(What is required) Please copy everything in the organic beauty text below from "Also check the" down to "cold-pressed on labels.".

(Text under study)
+++
Organic beauty products are so popular that, with high-profiledesigners like Stella McCartney leading the way, mass manufacturers arescrambling to jump on the organic beauty bandwagon.


Organic beauty products are so popular that, with high-profile designers like Stella McCartney leading the way, mass manufacturers are scrambling to jump on the organic beauty bandwagon. But don’t be seduced by slick marketing campaigns and carefully phrased packaging using the words natural or pure to appear eco-friendly.

The use of the word natural is completely unregulated. Any manufacturer can toss a few plant-based ingredients into a product and call it natural, even if the product also contains toxic chemicals. Instead, look for beauty products that are labelled certified 100 per cent organic. They contain organic vegetable oils and herbal extracts that are not only richer in vitamins and nutrients but safer because they are not exposed to cancer-causing pesticides.

Also check the extraction method used to derive the natural ingredients, as various extraction methods affect the efficacy of the ingredient. Oil or wax extraction from a plant using either chemical solvents or extremely high heat destroys the plant’s botanical properties. Look for the words cold-pressed on labels.

Choose products that use essential oils as a natural preservative. Synthetic preservatives will give products a longer shelf life, but may contain carcinogenic ingredients. Essential oils have been extracted from the leaves and buds of flowers and are truly natural.

Your skin absorbs over 50 per cent of the cremes and lotions you put on it. When shopping for beauty products, just think of this: if you wouldn’t eat it, why would you smear it on your skin?
+++
(Data records)
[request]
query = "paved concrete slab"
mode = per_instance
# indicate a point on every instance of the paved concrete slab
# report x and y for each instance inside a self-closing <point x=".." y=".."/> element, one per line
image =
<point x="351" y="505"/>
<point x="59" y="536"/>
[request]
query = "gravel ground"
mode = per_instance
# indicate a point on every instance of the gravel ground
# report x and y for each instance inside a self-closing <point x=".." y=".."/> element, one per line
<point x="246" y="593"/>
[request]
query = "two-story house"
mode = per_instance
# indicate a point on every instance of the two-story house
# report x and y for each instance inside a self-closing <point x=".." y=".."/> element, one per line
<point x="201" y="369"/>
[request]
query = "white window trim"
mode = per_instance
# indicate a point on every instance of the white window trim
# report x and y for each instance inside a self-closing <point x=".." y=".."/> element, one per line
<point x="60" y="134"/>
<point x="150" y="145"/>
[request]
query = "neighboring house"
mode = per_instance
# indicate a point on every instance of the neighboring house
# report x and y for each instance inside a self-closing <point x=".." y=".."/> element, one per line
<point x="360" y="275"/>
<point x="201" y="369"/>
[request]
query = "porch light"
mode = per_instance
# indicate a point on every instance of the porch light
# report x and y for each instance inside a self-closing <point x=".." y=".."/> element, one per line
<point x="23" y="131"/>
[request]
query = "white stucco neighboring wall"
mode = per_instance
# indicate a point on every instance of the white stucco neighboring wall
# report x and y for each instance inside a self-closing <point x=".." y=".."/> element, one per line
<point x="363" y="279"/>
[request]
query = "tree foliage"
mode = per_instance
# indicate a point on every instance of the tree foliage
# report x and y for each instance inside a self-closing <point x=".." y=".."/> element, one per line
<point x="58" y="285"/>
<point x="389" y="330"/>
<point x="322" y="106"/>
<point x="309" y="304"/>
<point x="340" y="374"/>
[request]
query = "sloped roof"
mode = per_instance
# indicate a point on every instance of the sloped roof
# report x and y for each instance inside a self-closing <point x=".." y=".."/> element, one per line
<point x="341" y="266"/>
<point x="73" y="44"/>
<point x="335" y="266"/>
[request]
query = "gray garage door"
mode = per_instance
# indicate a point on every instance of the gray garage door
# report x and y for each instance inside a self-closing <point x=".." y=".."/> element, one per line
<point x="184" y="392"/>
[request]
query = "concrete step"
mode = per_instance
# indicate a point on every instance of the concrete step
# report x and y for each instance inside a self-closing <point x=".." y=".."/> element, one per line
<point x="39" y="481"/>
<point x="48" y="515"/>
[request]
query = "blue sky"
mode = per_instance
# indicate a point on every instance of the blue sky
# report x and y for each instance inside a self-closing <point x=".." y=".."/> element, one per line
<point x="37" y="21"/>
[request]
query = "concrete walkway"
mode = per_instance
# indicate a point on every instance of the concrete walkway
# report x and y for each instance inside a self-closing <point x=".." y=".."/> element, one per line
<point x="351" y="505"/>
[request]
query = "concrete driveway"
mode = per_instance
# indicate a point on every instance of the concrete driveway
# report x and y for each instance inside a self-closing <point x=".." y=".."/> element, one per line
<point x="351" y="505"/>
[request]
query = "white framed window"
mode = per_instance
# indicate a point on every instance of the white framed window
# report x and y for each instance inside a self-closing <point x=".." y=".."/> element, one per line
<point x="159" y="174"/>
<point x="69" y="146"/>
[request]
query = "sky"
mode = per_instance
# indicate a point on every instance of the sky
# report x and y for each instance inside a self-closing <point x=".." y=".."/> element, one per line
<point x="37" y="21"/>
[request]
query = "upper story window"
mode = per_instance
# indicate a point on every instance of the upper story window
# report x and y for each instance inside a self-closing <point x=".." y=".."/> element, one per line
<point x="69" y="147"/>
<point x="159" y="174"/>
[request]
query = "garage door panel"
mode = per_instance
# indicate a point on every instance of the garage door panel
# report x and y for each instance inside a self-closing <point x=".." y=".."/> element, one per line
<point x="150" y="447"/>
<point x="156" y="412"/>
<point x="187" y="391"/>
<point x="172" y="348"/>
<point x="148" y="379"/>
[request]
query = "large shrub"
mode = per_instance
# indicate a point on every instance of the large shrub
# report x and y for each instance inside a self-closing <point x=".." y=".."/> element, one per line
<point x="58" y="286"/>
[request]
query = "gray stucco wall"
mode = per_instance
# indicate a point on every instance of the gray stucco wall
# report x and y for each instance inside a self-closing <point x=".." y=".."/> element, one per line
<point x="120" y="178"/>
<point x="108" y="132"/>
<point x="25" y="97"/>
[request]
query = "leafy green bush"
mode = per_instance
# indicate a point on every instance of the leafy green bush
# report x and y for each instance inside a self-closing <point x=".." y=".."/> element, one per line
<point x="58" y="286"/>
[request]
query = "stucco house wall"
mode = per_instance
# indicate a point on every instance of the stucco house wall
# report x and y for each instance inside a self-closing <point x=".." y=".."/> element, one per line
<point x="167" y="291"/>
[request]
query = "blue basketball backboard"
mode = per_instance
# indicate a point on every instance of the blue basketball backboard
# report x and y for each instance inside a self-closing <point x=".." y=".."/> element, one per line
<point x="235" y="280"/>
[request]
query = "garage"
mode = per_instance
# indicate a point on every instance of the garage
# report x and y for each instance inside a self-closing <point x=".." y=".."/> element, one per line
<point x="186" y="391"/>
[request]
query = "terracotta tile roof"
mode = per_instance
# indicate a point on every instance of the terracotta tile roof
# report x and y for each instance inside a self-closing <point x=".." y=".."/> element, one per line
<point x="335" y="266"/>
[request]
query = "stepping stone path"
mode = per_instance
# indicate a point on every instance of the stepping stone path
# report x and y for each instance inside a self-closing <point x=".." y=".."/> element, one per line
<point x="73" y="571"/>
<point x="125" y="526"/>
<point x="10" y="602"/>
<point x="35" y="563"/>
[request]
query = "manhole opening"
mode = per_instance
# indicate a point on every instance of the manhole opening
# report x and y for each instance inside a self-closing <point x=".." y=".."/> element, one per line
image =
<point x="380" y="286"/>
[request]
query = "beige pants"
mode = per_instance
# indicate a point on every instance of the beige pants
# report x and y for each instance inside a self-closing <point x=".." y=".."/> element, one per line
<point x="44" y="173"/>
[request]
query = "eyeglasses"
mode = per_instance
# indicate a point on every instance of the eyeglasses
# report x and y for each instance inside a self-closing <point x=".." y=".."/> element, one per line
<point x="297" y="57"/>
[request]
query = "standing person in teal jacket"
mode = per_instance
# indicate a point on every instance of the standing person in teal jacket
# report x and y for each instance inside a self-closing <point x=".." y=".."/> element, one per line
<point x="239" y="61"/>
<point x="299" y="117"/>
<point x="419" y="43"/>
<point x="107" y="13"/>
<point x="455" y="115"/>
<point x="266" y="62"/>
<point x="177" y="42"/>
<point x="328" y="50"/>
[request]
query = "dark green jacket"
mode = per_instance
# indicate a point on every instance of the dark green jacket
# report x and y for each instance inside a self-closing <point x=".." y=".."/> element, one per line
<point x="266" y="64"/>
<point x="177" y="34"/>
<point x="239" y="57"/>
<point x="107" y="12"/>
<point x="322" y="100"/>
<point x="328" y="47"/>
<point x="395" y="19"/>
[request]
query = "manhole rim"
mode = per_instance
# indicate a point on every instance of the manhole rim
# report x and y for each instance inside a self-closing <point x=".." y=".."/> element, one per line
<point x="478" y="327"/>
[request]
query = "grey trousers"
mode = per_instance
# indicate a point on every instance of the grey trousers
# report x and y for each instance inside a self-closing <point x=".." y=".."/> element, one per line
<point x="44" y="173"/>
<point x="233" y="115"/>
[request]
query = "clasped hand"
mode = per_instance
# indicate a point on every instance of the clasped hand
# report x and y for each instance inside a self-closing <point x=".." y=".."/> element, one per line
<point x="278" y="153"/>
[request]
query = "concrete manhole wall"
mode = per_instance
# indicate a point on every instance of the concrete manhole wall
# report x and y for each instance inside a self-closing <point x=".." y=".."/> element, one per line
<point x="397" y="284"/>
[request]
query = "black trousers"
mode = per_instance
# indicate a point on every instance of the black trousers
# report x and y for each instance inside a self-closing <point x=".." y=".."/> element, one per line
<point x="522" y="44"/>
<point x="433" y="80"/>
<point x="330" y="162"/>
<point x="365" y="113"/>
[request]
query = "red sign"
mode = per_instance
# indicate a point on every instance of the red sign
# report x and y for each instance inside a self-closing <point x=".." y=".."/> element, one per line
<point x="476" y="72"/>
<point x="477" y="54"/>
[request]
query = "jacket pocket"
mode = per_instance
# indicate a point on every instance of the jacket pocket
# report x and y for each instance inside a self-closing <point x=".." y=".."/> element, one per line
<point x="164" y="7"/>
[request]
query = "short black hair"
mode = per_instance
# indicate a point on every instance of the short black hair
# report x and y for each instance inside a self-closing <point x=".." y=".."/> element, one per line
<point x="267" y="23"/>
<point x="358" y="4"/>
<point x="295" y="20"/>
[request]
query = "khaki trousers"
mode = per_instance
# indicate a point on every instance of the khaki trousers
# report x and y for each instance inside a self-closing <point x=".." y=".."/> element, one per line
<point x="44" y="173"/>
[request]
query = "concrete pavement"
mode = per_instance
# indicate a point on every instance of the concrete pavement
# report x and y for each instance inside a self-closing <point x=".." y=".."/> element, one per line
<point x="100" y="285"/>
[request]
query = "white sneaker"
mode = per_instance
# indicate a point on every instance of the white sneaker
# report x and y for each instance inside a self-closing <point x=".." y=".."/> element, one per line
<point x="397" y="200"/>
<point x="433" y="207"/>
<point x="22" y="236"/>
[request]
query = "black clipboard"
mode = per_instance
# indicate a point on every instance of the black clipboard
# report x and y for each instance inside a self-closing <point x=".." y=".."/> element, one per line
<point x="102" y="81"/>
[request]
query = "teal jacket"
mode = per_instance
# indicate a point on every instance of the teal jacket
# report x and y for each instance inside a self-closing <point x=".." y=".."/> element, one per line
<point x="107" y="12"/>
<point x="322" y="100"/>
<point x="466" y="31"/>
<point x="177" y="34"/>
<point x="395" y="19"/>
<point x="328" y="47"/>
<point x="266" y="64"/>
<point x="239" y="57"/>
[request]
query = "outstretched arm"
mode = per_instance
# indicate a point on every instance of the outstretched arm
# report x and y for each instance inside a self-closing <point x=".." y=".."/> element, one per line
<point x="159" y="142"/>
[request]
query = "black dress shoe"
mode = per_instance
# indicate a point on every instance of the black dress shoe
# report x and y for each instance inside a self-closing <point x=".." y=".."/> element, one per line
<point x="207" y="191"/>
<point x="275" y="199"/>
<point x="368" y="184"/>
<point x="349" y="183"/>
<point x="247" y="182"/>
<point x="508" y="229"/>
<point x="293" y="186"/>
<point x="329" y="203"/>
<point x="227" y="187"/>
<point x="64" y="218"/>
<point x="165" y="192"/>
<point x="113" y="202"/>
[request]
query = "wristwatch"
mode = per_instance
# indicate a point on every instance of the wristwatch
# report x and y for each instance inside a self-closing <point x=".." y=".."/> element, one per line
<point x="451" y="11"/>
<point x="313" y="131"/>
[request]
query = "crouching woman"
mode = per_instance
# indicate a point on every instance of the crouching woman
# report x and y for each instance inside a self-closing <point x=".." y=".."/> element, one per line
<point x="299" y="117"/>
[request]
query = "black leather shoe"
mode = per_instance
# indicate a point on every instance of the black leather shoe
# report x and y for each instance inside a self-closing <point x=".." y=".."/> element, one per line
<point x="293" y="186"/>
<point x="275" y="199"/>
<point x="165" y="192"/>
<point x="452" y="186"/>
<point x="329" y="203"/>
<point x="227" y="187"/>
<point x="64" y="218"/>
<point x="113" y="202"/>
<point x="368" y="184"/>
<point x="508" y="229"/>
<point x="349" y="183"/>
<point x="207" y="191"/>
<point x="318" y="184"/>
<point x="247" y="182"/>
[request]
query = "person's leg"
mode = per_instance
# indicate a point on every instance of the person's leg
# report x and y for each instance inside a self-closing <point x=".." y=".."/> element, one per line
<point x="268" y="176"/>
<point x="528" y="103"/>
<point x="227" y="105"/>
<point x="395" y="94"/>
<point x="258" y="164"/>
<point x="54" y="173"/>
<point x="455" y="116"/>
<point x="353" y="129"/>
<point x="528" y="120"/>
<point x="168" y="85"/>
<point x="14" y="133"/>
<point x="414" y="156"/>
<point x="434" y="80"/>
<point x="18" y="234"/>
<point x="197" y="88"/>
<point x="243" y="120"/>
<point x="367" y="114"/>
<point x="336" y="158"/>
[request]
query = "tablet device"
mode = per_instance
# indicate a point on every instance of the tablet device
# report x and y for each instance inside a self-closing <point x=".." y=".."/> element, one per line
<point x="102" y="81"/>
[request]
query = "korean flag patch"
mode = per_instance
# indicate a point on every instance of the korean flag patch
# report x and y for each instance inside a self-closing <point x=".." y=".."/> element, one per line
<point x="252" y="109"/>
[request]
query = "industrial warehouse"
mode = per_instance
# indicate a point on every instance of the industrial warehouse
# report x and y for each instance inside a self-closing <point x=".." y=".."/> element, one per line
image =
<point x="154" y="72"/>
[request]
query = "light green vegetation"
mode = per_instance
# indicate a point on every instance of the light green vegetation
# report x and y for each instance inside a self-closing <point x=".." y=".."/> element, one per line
+++
(Response to this exercise)
Also check the extraction method used to derive the natural ingredients, as various extraction methods affect the efficacy of the ingredient. Oil or wax extraction from a plant using either chemical solvents or extremely high heat destroys the plant’s botanical properties. Look for the words cold-pressed on labels.